WORK TO COMPLETE |
(1) In the seaside daydream text, what gives the narrator an abs workout, and what brings it on?
(2) Write out everything in the seaside daydream text from "Pain radiates down" down to "brilliant blue sky.".

I relocate my beautiful tree to the seaside and give myself a comfortable chair—the MOST comfortable, soft, supple leather. And San Diego weather. No bugs. French pug puppies play in a pile next to me. My friend’s kitten Mei Mei and her cat friends frolic in the grass. A great book opens in one hand and a wonderfully tart, sweet lemonade shows up in the other. A gorgeous grand piano for my older son to play Chopin appears nearby. My baby son does tricks on his skateboard without getting hurt in front of me. My daughter flops down next to me to tell me all about her formal last weekend. Her descriptions are so funny the laughter gives me an abs workout. Mark brings Starbucks and sits down to enjoy the soft breeze and watch our kids together.

Pain radiates down my shoulders. The poinciana limbs reach down and pull me in, the flowers and branches somehow cushioned and comfy. I feel better. The seagulls line up at the shore and take off into the brilliant blue sky.

SUPPLIED DATA |
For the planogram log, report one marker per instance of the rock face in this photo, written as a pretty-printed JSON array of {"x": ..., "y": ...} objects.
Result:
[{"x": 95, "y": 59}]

SOLUTIONS TO THE PROBLEMS |
(1) The narrator's laughter gives the abs workout. The daughter flops down to describe her formal last weekend, and her descriptions are so funny that they bring on the laughter.

(2)
Pain radiates down my shoulders. The poinciana limbs reach down and pull me in, the flowers and branches somehow cushioned and comfy. I feel better. The seagulls line up at the shore and take off into the brilliant blue sky.